National Health Insurance Scheme (NHIS) card holders may have to brace themselves for out of pocket payment following the decision by public and private healthcare providers to suspend the provision of medicines to them.
This was contained in a joint statement by the Ghana Health Service (GHS), Christian Health Association of Ghana (CHAG), the Society of Private Medical and Dental Practitioners (SPMDP) and the Ghana Registered Midwives Association (GRMA) over non-payment of NHIS fees to members of the associations.
“Due to over seven months indebtedness of the NHIA to all healthcare providers, health institutions are unable to maintain the basic quality of care required of them.
“Health institutions lack the necessary medical and surgical supplies because pharmaceutical companies have refused to supply medicines and other consumables on credit. The leaderships of the GHS, CHAG, SPMDP and GRMA feel embarrassed by this development,” they said in the statement.
The NHIA Chief Executive, Sylvester Mensah, last month pledged that the authority was going to offset all arrears by the close of March, but few days to the month end, there is no sign for the payment leading to the reintroduction of the dreaded cash-and-carry system.

## Your task
Continue the news report on Ghanaian health providers suspending medicines for NHIS card holders, starting after its last sentence.

## Supplied entries

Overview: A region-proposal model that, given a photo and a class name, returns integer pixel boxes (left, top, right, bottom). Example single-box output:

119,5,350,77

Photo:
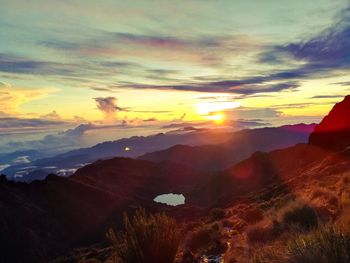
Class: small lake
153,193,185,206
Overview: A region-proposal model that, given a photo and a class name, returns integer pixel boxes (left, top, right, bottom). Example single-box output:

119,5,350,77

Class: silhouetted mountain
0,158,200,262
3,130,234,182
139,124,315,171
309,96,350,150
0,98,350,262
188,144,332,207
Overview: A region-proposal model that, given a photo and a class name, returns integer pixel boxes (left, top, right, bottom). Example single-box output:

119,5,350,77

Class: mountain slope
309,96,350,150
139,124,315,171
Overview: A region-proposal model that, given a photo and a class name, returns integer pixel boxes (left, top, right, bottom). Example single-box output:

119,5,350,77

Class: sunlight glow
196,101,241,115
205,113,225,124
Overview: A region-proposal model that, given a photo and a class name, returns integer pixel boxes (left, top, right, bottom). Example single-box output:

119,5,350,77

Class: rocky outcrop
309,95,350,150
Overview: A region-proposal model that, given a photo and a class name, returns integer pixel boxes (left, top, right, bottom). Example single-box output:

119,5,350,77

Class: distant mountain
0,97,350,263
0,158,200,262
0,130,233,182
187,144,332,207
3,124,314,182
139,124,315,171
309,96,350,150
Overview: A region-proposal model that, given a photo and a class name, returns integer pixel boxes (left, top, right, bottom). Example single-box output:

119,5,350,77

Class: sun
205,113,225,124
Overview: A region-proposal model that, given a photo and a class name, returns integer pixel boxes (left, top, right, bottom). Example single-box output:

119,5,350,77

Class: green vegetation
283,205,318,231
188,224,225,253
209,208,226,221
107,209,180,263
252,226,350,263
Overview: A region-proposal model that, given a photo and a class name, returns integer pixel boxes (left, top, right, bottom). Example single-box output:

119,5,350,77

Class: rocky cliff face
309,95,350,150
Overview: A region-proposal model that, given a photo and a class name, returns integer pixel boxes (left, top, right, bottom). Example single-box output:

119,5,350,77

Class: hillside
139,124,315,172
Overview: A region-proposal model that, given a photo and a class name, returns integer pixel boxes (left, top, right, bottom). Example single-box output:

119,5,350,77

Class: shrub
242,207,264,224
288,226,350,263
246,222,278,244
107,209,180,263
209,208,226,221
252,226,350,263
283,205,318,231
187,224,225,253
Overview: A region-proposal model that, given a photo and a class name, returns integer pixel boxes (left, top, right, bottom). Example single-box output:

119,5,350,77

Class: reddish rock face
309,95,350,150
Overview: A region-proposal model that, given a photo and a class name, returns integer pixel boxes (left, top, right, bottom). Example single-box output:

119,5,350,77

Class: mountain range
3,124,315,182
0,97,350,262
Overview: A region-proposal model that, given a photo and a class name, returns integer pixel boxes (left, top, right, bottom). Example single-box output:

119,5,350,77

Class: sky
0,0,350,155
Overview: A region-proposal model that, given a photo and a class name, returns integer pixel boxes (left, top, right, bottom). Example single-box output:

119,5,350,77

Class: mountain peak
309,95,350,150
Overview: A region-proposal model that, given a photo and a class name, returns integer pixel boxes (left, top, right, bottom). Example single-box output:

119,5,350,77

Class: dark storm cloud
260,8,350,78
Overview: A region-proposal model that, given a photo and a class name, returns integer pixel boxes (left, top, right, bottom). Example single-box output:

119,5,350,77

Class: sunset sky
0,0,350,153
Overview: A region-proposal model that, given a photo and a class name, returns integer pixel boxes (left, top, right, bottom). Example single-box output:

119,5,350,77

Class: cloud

## Your response
The group, however, added that if NHIS card holders would be attended to by healthcare professionals, they would have to buy medications and pay for other costs that may come with their healthcare services.
The Executive Director of CHAG, Peter Yeboah, speaking to a local radio station said the action is a “distress call” meant to draw the attention of the National Health Insurance Authority (NHIA).
Although he did not refer to the change as cash-and-carry because they would be providing medical services, he said that when NHIS cardholders come to the hospitals, they would be made to buy their own medication and other consumables.
Mr Yeboah said the health providers have been forced to take public-private partnership arrangements in order to recoup costs incurred in providing healthcare.
“It is only a special arrangement,” he said, not cash-and-carry.
He said if the NHIS should reimburse them, they would revert to the old policy but still look forward to a more sustainable way of implementing the NHIS policy.
The NHIS policy was introduced in 2006 to replace the killing cash-and-carry system.
However, the policy has gone through turbulent challenges over the past few years, with service providers crying over debts owed them by the NHIA.
Various healthcare providers and organisations have over the past months threatened to withdraw services to NHIS card holders over unpaid claims owed them by the authority which is running into over GH¢500 million.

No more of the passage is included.